* _STATED EXERCISE_
Copy out the entries word for word, beginning at the line that contains "Query: white road marking" and stopping after the line that contains "182), (66, 183)]".

━━━ RECORDS TO PROCESS

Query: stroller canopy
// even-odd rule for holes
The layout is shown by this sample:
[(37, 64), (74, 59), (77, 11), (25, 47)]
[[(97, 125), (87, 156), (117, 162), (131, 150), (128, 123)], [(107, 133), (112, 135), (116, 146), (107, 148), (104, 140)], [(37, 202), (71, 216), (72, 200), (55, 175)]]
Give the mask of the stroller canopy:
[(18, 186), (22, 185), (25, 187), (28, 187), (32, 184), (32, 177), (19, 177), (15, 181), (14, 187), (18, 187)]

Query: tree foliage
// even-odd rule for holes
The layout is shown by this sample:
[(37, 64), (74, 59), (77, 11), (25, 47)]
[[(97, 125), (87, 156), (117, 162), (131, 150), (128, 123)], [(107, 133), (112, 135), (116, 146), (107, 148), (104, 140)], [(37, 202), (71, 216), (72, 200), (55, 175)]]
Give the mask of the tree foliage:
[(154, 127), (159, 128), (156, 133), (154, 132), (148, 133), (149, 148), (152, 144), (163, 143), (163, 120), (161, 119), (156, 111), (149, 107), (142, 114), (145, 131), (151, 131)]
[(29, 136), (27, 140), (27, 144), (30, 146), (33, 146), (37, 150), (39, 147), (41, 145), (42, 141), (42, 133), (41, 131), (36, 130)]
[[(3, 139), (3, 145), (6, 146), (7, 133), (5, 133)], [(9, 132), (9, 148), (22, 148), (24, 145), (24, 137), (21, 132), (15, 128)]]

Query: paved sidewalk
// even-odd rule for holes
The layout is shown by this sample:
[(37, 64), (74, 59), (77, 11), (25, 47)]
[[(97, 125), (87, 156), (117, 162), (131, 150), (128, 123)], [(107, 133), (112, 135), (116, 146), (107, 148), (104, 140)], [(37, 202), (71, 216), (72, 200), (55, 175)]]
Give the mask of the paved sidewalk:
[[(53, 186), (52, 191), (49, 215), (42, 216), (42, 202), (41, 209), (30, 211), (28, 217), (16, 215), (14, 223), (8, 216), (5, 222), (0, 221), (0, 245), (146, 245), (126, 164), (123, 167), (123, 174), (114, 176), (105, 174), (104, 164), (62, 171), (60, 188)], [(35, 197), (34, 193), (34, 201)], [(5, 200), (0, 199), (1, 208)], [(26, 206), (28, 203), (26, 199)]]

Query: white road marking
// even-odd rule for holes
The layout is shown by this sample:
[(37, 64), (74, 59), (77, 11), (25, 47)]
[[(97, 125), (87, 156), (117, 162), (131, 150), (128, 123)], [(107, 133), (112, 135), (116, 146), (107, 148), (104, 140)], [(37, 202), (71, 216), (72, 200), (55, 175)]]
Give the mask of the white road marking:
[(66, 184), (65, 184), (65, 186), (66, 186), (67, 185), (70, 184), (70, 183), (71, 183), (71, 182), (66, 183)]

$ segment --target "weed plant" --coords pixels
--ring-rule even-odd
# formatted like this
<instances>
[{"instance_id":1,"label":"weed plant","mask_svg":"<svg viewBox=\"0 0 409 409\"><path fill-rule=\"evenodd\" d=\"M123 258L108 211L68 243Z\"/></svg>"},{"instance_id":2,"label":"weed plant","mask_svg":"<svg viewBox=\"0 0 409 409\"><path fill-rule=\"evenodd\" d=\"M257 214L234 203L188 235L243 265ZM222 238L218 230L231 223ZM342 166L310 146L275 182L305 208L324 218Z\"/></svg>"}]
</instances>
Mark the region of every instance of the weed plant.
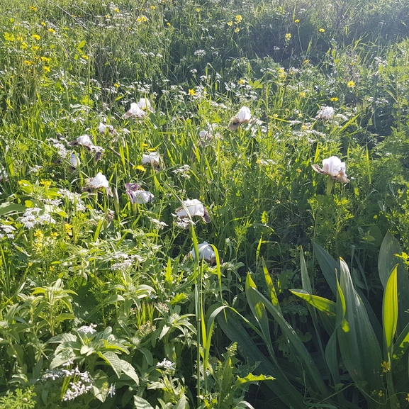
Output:
<instances>
[{"instance_id":1,"label":"weed plant","mask_svg":"<svg viewBox=\"0 0 409 409\"><path fill-rule=\"evenodd\" d=\"M1 4L1 407L408 407L392 378L379 399L342 358L306 369L327 327L288 290L341 296L324 247L350 258L375 316L388 230L407 261L408 13ZM332 157L349 183L320 174Z\"/></svg>"}]
</instances>

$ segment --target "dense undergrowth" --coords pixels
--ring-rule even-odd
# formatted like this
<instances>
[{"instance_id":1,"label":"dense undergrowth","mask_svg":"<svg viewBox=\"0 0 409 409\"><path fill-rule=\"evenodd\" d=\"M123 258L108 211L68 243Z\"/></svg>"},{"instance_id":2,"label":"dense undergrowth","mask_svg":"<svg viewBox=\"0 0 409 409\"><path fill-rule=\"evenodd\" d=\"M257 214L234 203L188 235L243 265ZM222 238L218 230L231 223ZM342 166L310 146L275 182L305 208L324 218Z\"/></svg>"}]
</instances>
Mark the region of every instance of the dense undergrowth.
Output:
<instances>
[{"instance_id":1,"label":"dense undergrowth","mask_svg":"<svg viewBox=\"0 0 409 409\"><path fill-rule=\"evenodd\" d=\"M408 23L1 4L0 408L408 407Z\"/></svg>"}]
</instances>

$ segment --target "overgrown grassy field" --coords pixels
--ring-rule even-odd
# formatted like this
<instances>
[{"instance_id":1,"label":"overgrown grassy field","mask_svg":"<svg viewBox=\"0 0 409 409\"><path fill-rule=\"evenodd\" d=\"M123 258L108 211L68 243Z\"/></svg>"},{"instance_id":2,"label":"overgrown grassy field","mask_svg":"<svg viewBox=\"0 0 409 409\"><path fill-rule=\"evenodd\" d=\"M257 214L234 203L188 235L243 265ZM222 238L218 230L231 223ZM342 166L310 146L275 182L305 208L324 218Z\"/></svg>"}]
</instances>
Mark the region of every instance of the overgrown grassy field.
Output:
<instances>
[{"instance_id":1,"label":"overgrown grassy field","mask_svg":"<svg viewBox=\"0 0 409 409\"><path fill-rule=\"evenodd\" d=\"M409 408L408 27L1 1L0 408Z\"/></svg>"}]
</instances>

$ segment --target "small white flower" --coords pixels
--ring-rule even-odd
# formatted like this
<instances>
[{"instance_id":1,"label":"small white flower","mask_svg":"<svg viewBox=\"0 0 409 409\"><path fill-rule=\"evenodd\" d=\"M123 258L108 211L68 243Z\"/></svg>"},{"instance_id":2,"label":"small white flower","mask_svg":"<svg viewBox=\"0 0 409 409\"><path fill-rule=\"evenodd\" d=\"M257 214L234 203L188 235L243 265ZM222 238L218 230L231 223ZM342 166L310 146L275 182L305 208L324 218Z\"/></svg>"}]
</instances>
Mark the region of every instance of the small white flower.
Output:
<instances>
[{"instance_id":1,"label":"small white flower","mask_svg":"<svg viewBox=\"0 0 409 409\"><path fill-rule=\"evenodd\" d=\"M248 123L252 118L252 113L247 106L242 106L235 116L230 119L229 129L235 130L243 123Z\"/></svg>"},{"instance_id":2,"label":"small white flower","mask_svg":"<svg viewBox=\"0 0 409 409\"><path fill-rule=\"evenodd\" d=\"M146 113L140 109L140 106L136 103L136 102L133 102L130 104L130 108L129 111L125 112L122 118L124 119L128 119L128 118L143 118L146 115Z\"/></svg>"},{"instance_id":3,"label":"small white flower","mask_svg":"<svg viewBox=\"0 0 409 409\"><path fill-rule=\"evenodd\" d=\"M344 162L337 156L332 156L323 160L323 168L318 164L311 165L313 169L322 174L327 174L334 180L341 183L348 183L349 180L347 179L347 168Z\"/></svg>"},{"instance_id":4,"label":"small white flower","mask_svg":"<svg viewBox=\"0 0 409 409\"><path fill-rule=\"evenodd\" d=\"M4 181L5 180L9 180L9 175L4 168L0 166L0 181Z\"/></svg>"},{"instance_id":5,"label":"small white flower","mask_svg":"<svg viewBox=\"0 0 409 409\"><path fill-rule=\"evenodd\" d=\"M144 153L142 155L142 164L152 164L153 166L159 165L160 162L160 157L157 152L151 152L150 153Z\"/></svg>"},{"instance_id":6,"label":"small white flower","mask_svg":"<svg viewBox=\"0 0 409 409\"><path fill-rule=\"evenodd\" d=\"M322 119L323 121L330 121L334 116L335 110L332 106L321 106L321 109L317 112L315 119Z\"/></svg>"},{"instance_id":7,"label":"small white flower","mask_svg":"<svg viewBox=\"0 0 409 409\"><path fill-rule=\"evenodd\" d=\"M74 168L77 168L81 164L81 161L77 152L74 152L71 154L69 157L69 163L71 166Z\"/></svg>"},{"instance_id":8,"label":"small white flower","mask_svg":"<svg viewBox=\"0 0 409 409\"><path fill-rule=\"evenodd\" d=\"M211 218L206 208L203 203L197 200L186 200L182 202L183 206L176 209L176 215L179 219L189 219L194 216L202 218L206 223L211 222Z\"/></svg>"},{"instance_id":9,"label":"small white flower","mask_svg":"<svg viewBox=\"0 0 409 409\"><path fill-rule=\"evenodd\" d=\"M92 335L96 332L96 324L91 324L89 325L82 325L82 327L79 327L77 330L79 332L82 332L86 335Z\"/></svg>"}]
</instances>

━━━━━━

* _ANSWER TO THIS TASK_
Query: white road marking
// even-odd rule for holes
The layout is shown by this sample:
[(37, 64), (74, 59), (77, 11), (25, 47)]
[[(97, 125), (87, 156), (117, 162), (131, 150), (128, 123)], [(107, 133), (112, 135), (116, 146), (107, 148), (104, 140)], [(37, 202), (71, 216), (72, 200), (55, 175)]]
Give the mask of the white road marking:
[(66, 184), (65, 184), (65, 186), (66, 186), (67, 185), (70, 184), (70, 183), (71, 183), (71, 182), (66, 183)]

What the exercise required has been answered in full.